WHAT NEEDS TO BE DONE:
Return the records, each one exactly as written.
________________________
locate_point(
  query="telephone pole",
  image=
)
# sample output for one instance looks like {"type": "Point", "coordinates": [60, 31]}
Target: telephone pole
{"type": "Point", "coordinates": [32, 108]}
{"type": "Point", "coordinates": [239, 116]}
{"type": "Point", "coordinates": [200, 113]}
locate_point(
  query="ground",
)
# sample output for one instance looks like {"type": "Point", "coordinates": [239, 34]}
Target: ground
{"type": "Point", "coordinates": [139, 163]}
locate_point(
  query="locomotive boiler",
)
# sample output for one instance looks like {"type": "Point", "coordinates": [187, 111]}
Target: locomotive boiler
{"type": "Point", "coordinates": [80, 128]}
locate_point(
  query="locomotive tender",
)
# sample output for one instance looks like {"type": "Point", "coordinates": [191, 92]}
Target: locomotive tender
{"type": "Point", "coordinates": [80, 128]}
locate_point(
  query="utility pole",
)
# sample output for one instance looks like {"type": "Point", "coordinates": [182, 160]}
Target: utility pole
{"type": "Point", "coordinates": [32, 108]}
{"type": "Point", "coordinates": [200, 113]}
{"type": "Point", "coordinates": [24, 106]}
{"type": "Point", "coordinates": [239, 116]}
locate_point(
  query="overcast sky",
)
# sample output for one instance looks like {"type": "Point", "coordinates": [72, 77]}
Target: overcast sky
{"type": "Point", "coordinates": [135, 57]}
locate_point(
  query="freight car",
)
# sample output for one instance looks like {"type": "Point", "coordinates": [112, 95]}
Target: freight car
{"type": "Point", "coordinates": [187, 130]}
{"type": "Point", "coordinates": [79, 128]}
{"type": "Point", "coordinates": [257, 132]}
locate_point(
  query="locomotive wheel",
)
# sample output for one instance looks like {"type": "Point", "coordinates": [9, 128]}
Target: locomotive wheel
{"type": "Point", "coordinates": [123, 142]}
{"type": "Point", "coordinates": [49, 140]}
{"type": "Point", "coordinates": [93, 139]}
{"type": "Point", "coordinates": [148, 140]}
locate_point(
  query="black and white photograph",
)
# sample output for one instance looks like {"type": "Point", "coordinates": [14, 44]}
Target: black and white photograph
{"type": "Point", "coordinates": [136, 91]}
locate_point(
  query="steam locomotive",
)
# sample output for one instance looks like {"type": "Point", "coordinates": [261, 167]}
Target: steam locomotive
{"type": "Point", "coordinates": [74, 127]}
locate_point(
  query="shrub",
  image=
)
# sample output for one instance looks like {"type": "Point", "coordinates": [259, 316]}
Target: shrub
________________________
RESULT:
locate_point(
  query="telephone pole",
  image=
)
# sample output for one instance looks like {"type": "Point", "coordinates": [60, 31]}
Target: telephone pole
{"type": "Point", "coordinates": [32, 108]}
{"type": "Point", "coordinates": [239, 116]}
{"type": "Point", "coordinates": [200, 113]}
locate_point(
  query="ground",
)
# sample output for one instance looks like {"type": "Point", "coordinates": [239, 34]}
Target: ground
{"type": "Point", "coordinates": [139, 163]}
locate_point(
  query="locomotive boiler",
)
# sample output for one instance looks like {"type": "Point", "coordinates": [187, 111]}
Target: locomotive boiler
{"type": "Point", "coordinates": [80, 128]}
locate_point(
  query="locomotive tender",
)
# sample output for one instance looks like {"type": "Point", "coordinates": [191, 92]}
Target: locomotive tender
{"type": "Point", "coordinates": [80, 128]}
locate_point(
  query="utility pole",
)
# sample output for one instance looks like {"type": "Point", "coordinates": [182, 160]}
Target: utility pole
{"type": "Point", "coordinates": [32, 108]}
{"type": "Point", "coordinates": [200, 113]}
{"type": "Point", "coordinates": [24, 106]}
{"type": "Point", "coordinates": [239, 116]}
locate_point(
  query="overcast sky",
)
# sample output for one instance looks like {"type": "Point", "coordinates": [72, 77]}
Target: overcast sky
{"type": "Point", "coordinates": [135, 57]}
locate_point(
  query="freight car",
)
# sample output for one instance looks like {"type": "Point", "coordinates": [112, 95]}
Target: freight car
{"type": "Point", "coordinates": [187, 130]}
{"type": "Point", "coordinates": [79, 128]}
{"type": "Point", "coordinates": [257, 132]}
locate_point(
  query="locomotive wheel",
)
# sample output for one instance looks like {"type": "Point", "coordinates": [9, 128]}
Target: locomotive wheel
{"type": "Point", "coordinates": [123, 142]}
{"type": "Point", "coordinates": [49, 140]}
{"type": "Point", "coordinates": [93, 139]}
{"type": "Point", "coordinates": [148, 140]}
locate_point(
  query="black and white photograph",
)
# sample output for one instance looks like {"type": "Point", "coordinates": [14, 44]}
Target: black and white photograph
{"type": "Point", "coordinates": [136, 91]}
locate_point(
  query="steam locomotive",
)
# sample output for one instance looks like {"type": "Point", "coordinates": [261, 167]}
Target: steam locomotive
{"type": "Point", "coordinates": [74, 127]}
locate_point(
  query="shrub",
  image=
)
# sample output for one instance looks like {"type": "Point", "coordinates": [259, 316]}
Target: shrub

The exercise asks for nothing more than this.